EXCERPTED PASSAGE:
··········
Member of the Pennsylvania House of Representatives from the 101st district
- In office January 1, 1991 – November 30, 2002
- Preceded by: George W. Jackson
- Succeeded by: Mauree Gingrich

Personal details
- Born: January 13, 1944 (age 82) Lebanon, Pennsylvania
- Party: Democrat (1990–1993) Republican (1993–present)
- Spouse: Patricia Carone ​(m. 1996)​
- Alma mater: Pennsylvania State University University of Massachusetts Amherst Michigan State University
- Occupation: Economist-Farmer

= Edward H. Krebs =

American politician

Edward H. Krebs (born January 13, 1944) is a former Republican member of the Pennsylvania House of Representatives.

==Biography==
Krebs is a 1961 graduate of Annville-Cleona High School. He earned a degree from Pennsylvania State University in 1965, an M.S. from University of Massachusetts Amherst in 1967, and a Ph.D. from Michigan State University in 1970.

During the 1970s and 1980s, he served as a professor of economics at Lebanon Valley College in Annville.
··········
PROBLEMS TO SOLVE:
1 - Answer these questions from the article on Edward H. Krebs, one line each:
(a) Which district of the Pennsylvania House of Representatives did he represent?
(b) From which university did he earn his M.S., and in what year?
(c) What subject did he teach during the 1970s and 1980s, and at which college?
2 - Carry on the article on Edward H. Krebs from the point where it stops.
··········
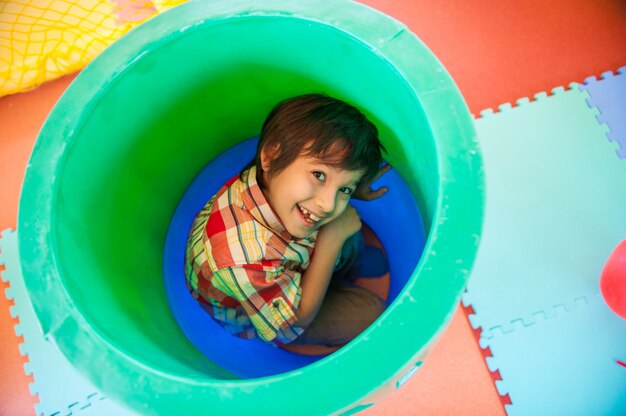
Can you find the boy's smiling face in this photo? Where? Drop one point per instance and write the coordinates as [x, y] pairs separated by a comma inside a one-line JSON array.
[[308, 193]]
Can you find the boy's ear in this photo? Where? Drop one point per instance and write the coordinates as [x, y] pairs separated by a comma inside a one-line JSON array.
[[268, 154]]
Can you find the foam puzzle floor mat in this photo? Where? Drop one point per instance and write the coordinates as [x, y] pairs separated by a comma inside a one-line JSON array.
[[554, 213], [61, 389]]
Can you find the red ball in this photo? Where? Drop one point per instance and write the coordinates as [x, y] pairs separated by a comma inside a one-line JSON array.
[[613, 280]]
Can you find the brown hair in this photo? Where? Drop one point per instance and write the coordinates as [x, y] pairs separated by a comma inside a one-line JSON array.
[[322, 127]]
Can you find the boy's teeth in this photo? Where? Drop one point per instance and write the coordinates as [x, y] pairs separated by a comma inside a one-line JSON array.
[[311, 217]]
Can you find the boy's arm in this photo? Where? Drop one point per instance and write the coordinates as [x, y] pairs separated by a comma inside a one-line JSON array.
[[316, 278], [365, 192]]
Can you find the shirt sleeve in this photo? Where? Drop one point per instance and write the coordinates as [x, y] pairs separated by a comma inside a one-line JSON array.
[[269, 296]]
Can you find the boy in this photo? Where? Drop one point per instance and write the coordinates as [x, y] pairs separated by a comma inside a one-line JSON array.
[[262, 252]]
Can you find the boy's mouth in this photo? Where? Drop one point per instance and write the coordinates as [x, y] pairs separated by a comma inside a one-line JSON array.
[[309, 217]]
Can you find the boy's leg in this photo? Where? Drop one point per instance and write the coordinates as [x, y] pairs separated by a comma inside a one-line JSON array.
[[345, 313]]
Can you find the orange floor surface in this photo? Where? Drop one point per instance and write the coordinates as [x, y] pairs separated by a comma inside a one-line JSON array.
[[497, 52]]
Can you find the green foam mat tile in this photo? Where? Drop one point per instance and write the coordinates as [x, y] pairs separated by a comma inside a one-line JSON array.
[[61, 389], [554, 212]]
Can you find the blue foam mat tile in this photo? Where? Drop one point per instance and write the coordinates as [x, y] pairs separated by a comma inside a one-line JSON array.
[[566, 365], [61, 389], [609, 95]]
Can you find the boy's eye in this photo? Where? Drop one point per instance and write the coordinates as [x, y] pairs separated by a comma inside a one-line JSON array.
[[320, 175]]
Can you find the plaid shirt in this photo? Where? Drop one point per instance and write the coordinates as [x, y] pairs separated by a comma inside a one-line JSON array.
[[243, 266]]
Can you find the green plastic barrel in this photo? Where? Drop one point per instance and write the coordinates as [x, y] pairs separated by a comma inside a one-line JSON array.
[[135, 127]]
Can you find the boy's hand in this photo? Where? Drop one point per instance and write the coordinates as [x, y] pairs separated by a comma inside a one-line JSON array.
[[365, 192], [342, 227]]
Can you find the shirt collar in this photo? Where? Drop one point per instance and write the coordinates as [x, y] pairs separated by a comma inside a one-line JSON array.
[[255, 202]]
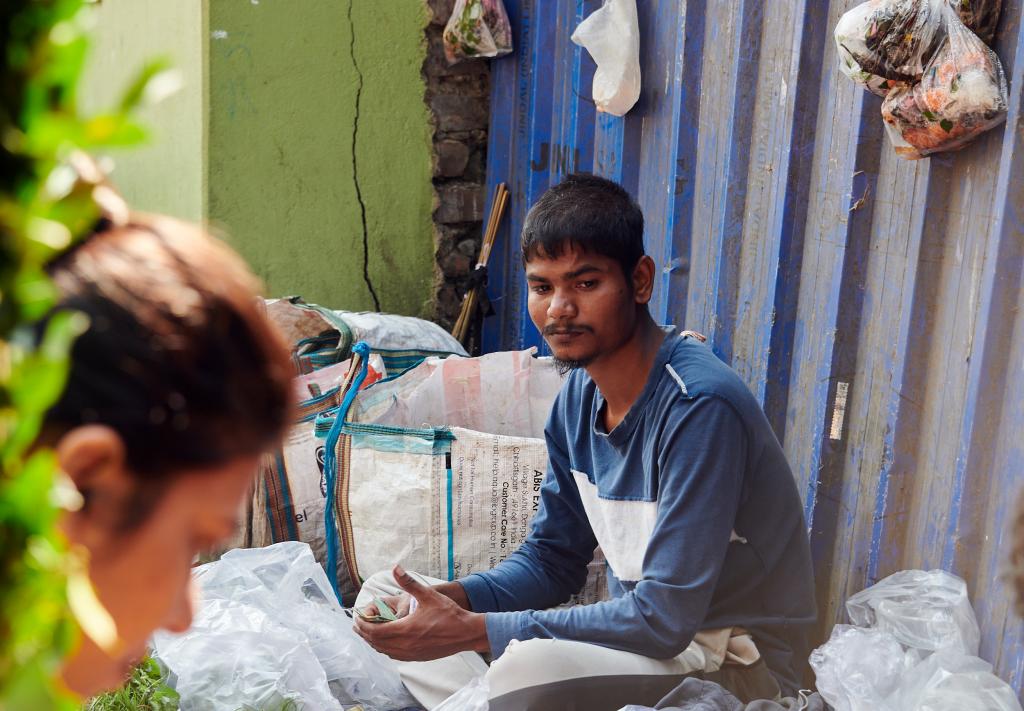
··········
RESPONSES PER TASK:
1 -
(a) The 101st district.
(b) The University of Massachusetts Amherst, in 1967.
(c) Economics, at Lebanon Valley College in Annville.

2 -
He was first elected as a Democrat to represent the Lebanon-based101st legislative district in 1990 and joined the Republican party in December 1993. He became known for his expertise in education.

To date, he is the last Democrat to represent a significant portion of traditionally heavily Republican Lebanon County at the state level.

In 2002, the political website PoliticsPA named him to the list of "Smartest Legislators," noting that "His moderate, common sense approach to solving problems will be missed in the House." He retired prior to the 2002 election.

In 2021, Krebs announced he would launch a campaign as an independent for the special election in the 48th senatorial district after the death of Dave Arnold. Krebs came in last of the four candidates on the ballot.